REQUIRED WORK: Repeat all of the data exactly. Leave nothing out.

(Region pointing data)
──────────────────────────────
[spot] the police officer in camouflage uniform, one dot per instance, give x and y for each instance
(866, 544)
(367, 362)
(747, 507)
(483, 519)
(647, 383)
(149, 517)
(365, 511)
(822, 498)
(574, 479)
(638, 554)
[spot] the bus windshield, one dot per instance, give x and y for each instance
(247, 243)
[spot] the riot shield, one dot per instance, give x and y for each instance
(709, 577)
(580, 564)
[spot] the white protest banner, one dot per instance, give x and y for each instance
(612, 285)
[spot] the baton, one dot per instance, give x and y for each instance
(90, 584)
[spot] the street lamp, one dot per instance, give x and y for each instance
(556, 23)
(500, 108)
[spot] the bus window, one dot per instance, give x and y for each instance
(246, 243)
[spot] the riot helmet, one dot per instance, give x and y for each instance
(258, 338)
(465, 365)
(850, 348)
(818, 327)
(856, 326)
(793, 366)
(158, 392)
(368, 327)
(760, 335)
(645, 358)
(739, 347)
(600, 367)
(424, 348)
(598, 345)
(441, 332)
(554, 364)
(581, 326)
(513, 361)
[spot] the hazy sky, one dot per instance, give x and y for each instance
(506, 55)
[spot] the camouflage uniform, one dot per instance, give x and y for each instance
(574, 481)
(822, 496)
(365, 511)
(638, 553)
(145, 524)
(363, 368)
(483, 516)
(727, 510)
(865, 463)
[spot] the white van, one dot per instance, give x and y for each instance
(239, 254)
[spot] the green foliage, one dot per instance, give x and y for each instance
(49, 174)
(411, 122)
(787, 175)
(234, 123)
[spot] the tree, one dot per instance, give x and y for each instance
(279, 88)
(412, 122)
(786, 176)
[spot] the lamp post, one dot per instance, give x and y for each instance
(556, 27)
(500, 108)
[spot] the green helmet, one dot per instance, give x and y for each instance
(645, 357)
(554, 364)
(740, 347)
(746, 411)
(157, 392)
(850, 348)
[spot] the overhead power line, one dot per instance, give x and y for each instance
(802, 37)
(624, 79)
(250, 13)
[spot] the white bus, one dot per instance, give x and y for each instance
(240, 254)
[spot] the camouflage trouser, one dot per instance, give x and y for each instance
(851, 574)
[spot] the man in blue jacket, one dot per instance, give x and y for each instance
──────────────────────────────
WRITTEN ANSWER:
[spot] the police officer in camouflage uniform, one dot per instance, give x and y for each instance
(866, 544)
(367, 362)
(747, 507)
(483, 519)
(647, 383)
(149, 517)
(365, 511)
(822, 498)
(574, 479)
(638, 554)
[spot] the bus windshield, one dot per instance, give x and y for each instance
(247, 243)
[spot] the riot shield, one dot per instance, give x and y for each instance
(709, 577)
(580, 564)
[spot] the white protest banner, one dot per instance, give x and y for each instance
(612, 285)
[spot] the baton, one dot per instance, give x and y for each instance
(90, 584)
[spot] the street lamp, one dot per instance, give x and y for each instance
(556, 23)
(500, 108)
[spot] the bus window, one dot per instance, give x and y for each instance
(246, 243)
[spot] the riot helmet, one dot per instance, give x and y for each instance
(258, 338)
(465, 365)
(850, 348)
(818, 327)
(856, 326)
(793, 366)
(158, 392)
(368, 327)
(760, 335)
(645, 358)
(739, 347)
(600, 367)
(424, 348)
(598, 345)
(441, 332)
(554, 364)
(581, 326)
(513, 361)
[spot] the hazy sky, one dot per instance, give x and y for each instance
(506, 55)
[spot] the camouflage uniform, one dot per instance, give x and y for each instance
(574, 481)
(822, 496)
(365, 511)
(638, 553)
(145, 524)
(363, 368)
(483, 516)
(727, 510)
(865, 463)
[spot] the white van, one dot per instance, give x and y for each instance
(239, 254)
[spot] the green foliage, one dot per instance, give x and y for each instance
(49, 174)
(411, 122)
(787, 175)
(234, 123)
[spot] the tree, one dot per instance, give x and y for each instance
(279, 88)
(412, 122)
(786, 176)
[spot] the lamp post, one dot per instance, give x and y for each instance
(556, 27)
(500, 108)
[spot] the green helmet, one dot per instance, give x and y for each instance
(645, 357)
(554, 364)
(740, 347)
(746, 411)
(157, 392)
(850, 348)
[spot] the overhead power line, one dot per instance, give x and y for each instance
(802, 37)
(624, 79)
(250, 13)
[spot] the white bus, one dot per instance, give x and y for each instance
(240, 254)
[spot] the camouflage trouser, one dot per instance, give x and y for each instance
(851, 574)
[spot] the man in blue jacket, one dot per instance, give x and y for each instance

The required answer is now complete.